[SOURCE DOCUMENT — start]
GENEVA (Reuters) – The family and colleagues of a Nigerian aid worker who was killed by her Islamist militant kidnappers mourned her death on Tuesday as the Red Cross said it had refused to pay a ransom for her release.

The Nigerian government said on Monday a medical aid worker held hostage by Islamic State in West Africa (ISWA) militants was killed after a deadline they had set expired.

The International Committee of the Red Cross (ICRC) later named her as 24-year-old midwife Hauwa Mohammed Liman, who worked in a hospital supported by the Geneva-based aid agency.

But the organization had decided not to pay a ransom as it would set a dangerous precedent for the 16,000 aid workers it deploys worldwide, Patricia Danzi, ICRC regional director for Africa, told Reuters.

“We are a humanitarian organization so we cannot enter into such kind of negotiations. So we always ask for unconditional release. And that’s what we did. That was the plea,” she said.

The agency had issued a public appeal to her captors at the weekend to spare her life after a threat was received.
[SOURCE DOCUMENT — finish]
[MATERIAL SHOWN — start]
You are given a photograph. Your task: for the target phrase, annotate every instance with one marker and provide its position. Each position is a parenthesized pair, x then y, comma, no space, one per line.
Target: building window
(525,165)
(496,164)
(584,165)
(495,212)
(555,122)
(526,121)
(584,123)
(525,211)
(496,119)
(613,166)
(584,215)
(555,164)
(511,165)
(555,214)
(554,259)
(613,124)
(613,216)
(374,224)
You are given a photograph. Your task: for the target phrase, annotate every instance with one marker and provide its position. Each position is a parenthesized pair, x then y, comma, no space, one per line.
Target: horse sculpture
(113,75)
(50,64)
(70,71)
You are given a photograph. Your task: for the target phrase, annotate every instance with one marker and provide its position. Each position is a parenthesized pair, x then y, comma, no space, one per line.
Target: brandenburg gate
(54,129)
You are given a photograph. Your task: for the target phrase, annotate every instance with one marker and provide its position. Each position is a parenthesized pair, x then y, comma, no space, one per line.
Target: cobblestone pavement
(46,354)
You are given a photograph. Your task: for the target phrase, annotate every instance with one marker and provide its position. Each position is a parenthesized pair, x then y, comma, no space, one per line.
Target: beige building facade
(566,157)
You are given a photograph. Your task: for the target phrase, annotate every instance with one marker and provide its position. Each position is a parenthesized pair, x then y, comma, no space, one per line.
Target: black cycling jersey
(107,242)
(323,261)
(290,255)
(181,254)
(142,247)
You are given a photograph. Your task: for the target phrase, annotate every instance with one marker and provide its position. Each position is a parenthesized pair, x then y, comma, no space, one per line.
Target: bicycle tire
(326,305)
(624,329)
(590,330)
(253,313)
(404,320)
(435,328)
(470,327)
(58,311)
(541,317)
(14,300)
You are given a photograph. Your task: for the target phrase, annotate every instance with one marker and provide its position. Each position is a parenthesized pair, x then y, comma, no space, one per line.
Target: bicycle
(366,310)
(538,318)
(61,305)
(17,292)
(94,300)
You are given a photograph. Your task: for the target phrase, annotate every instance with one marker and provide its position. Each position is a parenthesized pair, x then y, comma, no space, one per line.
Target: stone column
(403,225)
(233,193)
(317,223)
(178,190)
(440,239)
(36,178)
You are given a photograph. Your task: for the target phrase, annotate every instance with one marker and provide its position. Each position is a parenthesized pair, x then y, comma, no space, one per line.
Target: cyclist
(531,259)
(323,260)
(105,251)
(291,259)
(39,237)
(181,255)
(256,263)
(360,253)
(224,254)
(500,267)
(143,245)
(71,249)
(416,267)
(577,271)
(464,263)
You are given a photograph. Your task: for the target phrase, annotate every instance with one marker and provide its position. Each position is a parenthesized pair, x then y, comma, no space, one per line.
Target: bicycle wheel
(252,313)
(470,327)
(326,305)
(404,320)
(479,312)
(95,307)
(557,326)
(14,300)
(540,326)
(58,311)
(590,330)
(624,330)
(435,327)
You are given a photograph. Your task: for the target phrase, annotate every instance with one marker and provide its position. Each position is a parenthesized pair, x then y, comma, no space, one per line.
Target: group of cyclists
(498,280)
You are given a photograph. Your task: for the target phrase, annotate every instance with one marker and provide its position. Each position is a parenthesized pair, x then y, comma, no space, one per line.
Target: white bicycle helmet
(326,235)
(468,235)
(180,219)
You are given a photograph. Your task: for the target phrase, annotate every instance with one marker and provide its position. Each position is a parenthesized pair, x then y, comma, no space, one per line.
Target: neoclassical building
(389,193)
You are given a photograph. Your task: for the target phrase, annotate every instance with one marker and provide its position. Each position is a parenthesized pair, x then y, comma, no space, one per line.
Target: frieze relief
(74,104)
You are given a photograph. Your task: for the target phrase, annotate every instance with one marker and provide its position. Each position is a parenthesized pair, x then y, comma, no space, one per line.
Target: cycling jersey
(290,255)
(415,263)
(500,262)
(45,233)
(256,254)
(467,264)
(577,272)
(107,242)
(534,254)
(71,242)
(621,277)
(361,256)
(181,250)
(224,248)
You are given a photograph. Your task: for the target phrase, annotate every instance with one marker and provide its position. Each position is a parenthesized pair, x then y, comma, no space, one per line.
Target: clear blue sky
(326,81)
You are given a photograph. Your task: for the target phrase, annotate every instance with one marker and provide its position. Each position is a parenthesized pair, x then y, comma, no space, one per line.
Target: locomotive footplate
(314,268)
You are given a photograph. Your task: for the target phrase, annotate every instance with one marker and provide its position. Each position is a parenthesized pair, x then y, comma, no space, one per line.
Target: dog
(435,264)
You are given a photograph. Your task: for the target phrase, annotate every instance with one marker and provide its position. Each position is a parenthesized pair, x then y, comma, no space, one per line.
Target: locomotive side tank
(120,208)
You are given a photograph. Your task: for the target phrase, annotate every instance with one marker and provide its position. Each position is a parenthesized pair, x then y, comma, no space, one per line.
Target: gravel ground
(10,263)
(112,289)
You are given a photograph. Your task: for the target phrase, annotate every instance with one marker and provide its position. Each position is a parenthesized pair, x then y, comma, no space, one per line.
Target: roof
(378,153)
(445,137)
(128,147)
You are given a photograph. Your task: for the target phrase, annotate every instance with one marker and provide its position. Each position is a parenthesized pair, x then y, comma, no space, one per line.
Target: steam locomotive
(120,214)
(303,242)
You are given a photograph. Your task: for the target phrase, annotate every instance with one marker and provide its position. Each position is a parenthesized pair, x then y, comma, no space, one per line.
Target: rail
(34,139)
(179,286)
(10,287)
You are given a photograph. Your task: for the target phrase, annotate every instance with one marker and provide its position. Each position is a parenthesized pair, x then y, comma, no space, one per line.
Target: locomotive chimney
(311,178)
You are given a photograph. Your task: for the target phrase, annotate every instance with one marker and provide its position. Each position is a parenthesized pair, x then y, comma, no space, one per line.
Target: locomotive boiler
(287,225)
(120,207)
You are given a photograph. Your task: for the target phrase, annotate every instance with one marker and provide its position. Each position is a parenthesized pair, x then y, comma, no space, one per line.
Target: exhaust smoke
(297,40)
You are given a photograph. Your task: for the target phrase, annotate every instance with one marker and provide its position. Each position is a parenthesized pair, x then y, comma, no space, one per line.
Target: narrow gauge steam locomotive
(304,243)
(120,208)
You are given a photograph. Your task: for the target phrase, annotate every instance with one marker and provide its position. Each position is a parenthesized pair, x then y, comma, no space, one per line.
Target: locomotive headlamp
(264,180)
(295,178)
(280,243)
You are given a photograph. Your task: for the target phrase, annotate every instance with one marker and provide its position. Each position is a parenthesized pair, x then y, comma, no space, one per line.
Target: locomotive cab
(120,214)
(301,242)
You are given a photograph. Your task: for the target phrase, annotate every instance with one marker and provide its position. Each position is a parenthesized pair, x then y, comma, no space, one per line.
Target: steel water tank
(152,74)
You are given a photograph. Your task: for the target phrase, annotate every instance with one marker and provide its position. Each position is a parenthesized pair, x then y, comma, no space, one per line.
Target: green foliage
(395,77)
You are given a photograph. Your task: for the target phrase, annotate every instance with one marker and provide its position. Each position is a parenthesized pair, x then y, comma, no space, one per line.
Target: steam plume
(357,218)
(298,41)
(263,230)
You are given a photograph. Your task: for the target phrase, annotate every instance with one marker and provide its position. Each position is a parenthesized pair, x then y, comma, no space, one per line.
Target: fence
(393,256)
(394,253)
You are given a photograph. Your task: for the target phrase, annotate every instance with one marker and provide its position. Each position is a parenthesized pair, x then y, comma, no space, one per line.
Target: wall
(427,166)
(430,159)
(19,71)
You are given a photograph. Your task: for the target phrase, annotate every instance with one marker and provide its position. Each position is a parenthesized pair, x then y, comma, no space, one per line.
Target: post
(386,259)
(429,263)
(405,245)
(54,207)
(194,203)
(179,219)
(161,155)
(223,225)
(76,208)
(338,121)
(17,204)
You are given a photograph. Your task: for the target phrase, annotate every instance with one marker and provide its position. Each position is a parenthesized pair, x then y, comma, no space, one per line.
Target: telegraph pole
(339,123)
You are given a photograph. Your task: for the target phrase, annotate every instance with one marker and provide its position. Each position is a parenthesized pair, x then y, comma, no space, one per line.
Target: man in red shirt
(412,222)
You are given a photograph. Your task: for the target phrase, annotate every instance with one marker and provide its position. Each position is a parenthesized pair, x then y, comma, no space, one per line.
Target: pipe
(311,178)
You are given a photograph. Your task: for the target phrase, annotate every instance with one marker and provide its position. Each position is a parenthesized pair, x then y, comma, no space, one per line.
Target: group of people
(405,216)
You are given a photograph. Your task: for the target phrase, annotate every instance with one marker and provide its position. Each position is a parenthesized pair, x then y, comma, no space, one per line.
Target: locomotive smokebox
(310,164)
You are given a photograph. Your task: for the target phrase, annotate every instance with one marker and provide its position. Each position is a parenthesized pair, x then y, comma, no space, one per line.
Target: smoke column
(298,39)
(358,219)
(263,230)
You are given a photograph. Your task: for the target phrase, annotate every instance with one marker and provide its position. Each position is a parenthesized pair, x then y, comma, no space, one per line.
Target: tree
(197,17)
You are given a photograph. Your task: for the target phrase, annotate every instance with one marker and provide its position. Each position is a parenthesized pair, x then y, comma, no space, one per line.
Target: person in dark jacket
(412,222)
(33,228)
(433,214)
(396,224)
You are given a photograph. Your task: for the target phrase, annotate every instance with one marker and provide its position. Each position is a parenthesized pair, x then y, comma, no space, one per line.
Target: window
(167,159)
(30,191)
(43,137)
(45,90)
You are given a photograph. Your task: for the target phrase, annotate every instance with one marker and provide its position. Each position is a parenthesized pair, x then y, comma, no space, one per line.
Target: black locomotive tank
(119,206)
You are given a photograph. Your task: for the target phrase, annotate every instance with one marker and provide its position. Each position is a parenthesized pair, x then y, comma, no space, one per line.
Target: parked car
[MATERIAL SHOWN — finish]
**WHAT YOU WILL DO**
a - Translate this sentence from the news report on the slain Nigerian aid worker into French: "The agency had issued a public appeal to her captors at the weekend to spare her life after a threat was received."
b - Extend the news report on the slain Nigerian aid worker, picking up after its final sentence.

**ANSWERS BY TASK**
a - L'agence avait lancé au cours du week-end un appel public à ses ravisseurs pour qu'ils épargnent sa vie, après la réception d'une menace.

b -
The slain aid worker’s father, Mohammed Liman, told Reuters that his daughter wanted to serve humanity and that was why she went to a remote area like Rann.

“At the time she was going, I said you should go and treat the people over there, and just after 10 days she was abducted. It is now seven months and 16 days only to be told that yesterday she was executed by the insurgents.”

Liman and two other Nigerian aid workers, Alice Loksha and Saifura Hussaini Ahmed Khorsa, were working in Rann when they were kidnapped by ISWA in March.

Khorsa, also a midwife, was killed in September. Loksha, employed by a UNICEF-supported center, remains a captive, along with Leah Sharibu, a 15-year-old Nigerian student abducted by the group in a separate incident in February.